INSTRUCTIONS FOR THE TASK
Turn every line of the entries below into a JSON list of strings, one string per line, and leave out any blank lines.

INFORMATION PROVIDED
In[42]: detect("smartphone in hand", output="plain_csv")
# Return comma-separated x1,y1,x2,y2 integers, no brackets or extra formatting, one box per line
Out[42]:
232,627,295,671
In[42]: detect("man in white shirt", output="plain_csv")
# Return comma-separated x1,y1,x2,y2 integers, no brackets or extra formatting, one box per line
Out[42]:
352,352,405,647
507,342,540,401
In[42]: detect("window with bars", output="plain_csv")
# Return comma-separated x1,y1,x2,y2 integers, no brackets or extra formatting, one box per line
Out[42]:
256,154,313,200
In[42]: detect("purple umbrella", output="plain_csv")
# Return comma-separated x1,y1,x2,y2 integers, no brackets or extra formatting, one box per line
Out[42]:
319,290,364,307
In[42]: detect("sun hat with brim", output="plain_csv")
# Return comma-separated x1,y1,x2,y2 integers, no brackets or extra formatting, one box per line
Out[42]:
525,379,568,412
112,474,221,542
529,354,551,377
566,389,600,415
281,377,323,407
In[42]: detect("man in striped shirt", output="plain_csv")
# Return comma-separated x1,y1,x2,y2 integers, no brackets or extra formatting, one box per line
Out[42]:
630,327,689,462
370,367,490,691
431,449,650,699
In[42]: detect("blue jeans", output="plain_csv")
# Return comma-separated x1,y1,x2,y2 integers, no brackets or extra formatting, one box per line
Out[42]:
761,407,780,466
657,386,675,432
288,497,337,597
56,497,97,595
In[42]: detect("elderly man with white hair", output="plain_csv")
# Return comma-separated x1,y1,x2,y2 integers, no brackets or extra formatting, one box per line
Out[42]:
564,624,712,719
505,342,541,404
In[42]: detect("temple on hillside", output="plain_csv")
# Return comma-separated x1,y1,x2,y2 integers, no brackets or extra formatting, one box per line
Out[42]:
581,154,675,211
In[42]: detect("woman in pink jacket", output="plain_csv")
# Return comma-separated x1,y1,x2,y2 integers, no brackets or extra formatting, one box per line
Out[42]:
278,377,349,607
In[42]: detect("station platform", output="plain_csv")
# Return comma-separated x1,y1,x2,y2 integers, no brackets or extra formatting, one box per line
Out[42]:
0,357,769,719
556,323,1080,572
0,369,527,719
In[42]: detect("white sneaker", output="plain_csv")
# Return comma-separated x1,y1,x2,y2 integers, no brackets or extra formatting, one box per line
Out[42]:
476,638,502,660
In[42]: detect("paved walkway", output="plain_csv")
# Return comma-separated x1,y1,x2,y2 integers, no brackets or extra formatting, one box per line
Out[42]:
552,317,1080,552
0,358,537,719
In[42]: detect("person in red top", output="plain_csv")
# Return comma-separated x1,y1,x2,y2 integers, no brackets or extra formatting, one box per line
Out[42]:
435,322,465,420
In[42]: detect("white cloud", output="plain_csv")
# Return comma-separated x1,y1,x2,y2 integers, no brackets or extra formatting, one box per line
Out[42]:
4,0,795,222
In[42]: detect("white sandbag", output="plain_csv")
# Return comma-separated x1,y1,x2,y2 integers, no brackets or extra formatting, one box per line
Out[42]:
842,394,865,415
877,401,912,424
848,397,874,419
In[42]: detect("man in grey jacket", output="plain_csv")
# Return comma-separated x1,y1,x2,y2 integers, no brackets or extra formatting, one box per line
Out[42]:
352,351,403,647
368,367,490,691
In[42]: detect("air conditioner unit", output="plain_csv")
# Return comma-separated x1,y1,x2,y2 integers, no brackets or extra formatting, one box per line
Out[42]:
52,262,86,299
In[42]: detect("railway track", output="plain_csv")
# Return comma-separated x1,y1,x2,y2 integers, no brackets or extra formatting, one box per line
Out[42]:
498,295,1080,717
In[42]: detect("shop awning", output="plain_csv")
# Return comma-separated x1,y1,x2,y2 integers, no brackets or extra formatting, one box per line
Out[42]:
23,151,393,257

TASK RESULT
[
  "In[42]: detect(\"smartphone in hand\", output=\"plain_csv\")",
  "# Return comma-separated x1,y1,x2,y2 integers, no brackets or extra formatting, one box per line",
  "Out[42]:",
  "232,627,295,671",
  "In[42]: detect(\"man in white shirt\", output=\"plain_csv\")",
  "# Return comma-separated x1,y1,x2,y2 integers, no brackets or extra formatting, one box per line",
  "Out[42]:",
  "352,352,405,647",
  "507,342,540,401",
  "In[42]: detect(\"window with bars\", output=\"plain_csv\")",
  "# Return comma-separated x1,y1,x2,y2 integers, no brackets or extra formatting, one box per line",
  "Out[42]:",
  "256,154,313,200",
  "In[42]: detect(\"purple umbrella\", output=\"plain_csv\")",
  "# Return comma-separated x1,y1,x2,y2 integers, no brackets or extra formatting, one box per line",
  "Out[42]:",
  "319,290,364,307",
  "In[42]: detect(\"sun hat with brim\", output=\"plain_csv\")",
  "# Return comma-separated x1,y1,x2,y2 integers, no brackets or extra formatting, one box per line",
  "Out[42]:",
  "525,379,568,412",
  "112,474,221,542",
  "529,354,551,377",
  "566,389,600,415",
  "281,377,323,407",
  "In[42]: detect(\"man in striped shirt\", output=\"plain_csv\")",
  "# Return comma-separated x1,y1,x2,y2 integers, no brackets or extra formatting, one box per line",
  "Out[42]:",
  "630,327,689,462",
  "370,367,490,691",
  "431,449,650,699",
  "In[42]: detect(\"blue jeans\", output=\"plain_csv\")",
  "# Return comma-separated x1,y1,x2,y2 integers, no brackets or extra formatting, one box per line",
  "Out[42]:",
  "761,407,780,466",
  "657,386,675,432",
  "288,497,337,597",
  "56,497,97,595",
  "In[42]: detect(\"elderly man with white hair\", output=\"plain_csv\")",
  "# Return comma-separated x1,y1,x2,y2 integers, no brackets or extra formatting, one box per line",
  "Out[42]:",
  "564,624,712,719",
  "505,342,541,404",
  "In[42]: detect(\"temple on hillside\", output=\"plain_csv\")",
  "# Return comma-separated x1,y1,x2,y2 integers, no brackets or extra formatting, one box per line",
  "Out[42]:",
  "581,154,675,211",
  "In[42]: detect(\"woman in pink jacket\", output=\"plain_csv\")",
  "# Return comma-separated x1,y1,x2,y2 integers, no brackets or extra formatting, one box per line",
  "Out[42]:",
  "278,377,349,607",
  "In[42]: detect(\"station platform\", output=\"plain_csv\")",
  "# Return comma-separated x1,y1,x2,y2 integers, no brackets or extra formatting, one box per line",
  "Out[42]:",
  "0,357,769,719",
  "556,323,1080,572",
  "0,369,527,719",
  "In[42]: detect(\"white sneaker\", output=\"plain_csv\")",
  "# Return comma-separated x1,y1,x2,y2 integers, no brackets or extra formatting, one box per line",
  "Out[42]:",
  "476,638,502,660",
  "In[42]: detect(\"paved walkway\", output=\"plain_csv\")",
  "# Return comma-separated x1,y1,x2,y2 integers, no brackets or extra formatting, one box per line",
  "Out[42]:",
  "552,317,1080,552",
  "0,358,537,719",
  "In[42]: detect(\"person in red top\", output=\"plain_csv\")",
  "# Return comma-separated x1,y1,x2,y2 integers, no brackets or extra formatting, one box per line",
  "Out[42]:",
  "435,322,465,420",
  "In[42]: detect(\"white cloud\", output=\"plain_csv\")",
  "# Return comma-separated x1,y1,x2,y2 integers, no brackets or extra formatting, one box per line",
  "Out[42]:",
  "4,0,795,222",
  "In[42]: detect(\"white sandbag\", output=\"plain_csv\")",
  "# Return comma-separated x1,y1,x2,y2 integers, no brackets or extra formatting, one box per line",
  "Out[42]:",
  "842,394,865,415",
  "877,401,912,424",
  "848,397,874,419",
  "In[42]: detect(\"man in grey jacket\", output=\"plain_csv\")",
  "# Return comma-separated x1,y1,x2,y2 integers, no brackets or extra formatting, one box per line",
  "Out[42]:",
  "352,351,403,647",
  "368,367,490,691",
  "In[42]: detect(\"air conditioner unit\", output=\"plain_csv\")",
  "# Return comma-separated x1,y1,x2,y2 integers, no brackets or extra formatting, one box per line",
  "Out[42]:",
  "52,262,86,299",
  "In[42]: detect(\"railway track\", output=\"plain_csv\")",
  "# Return comma-separated x1,y1,x2,y2 integers, no brackets or extra formatting, one box per line",
  "Out[42]:",
  "498,295,1080,717",
  "In[42]: detect(\"shop awning\", output=\"plain_csv\")",
  "# Return comma-separated x1,y1,x2,y2 integers, no brackets or extra formatting, one box per line",
  "Out[42]:",
  "23,151,393,257"
]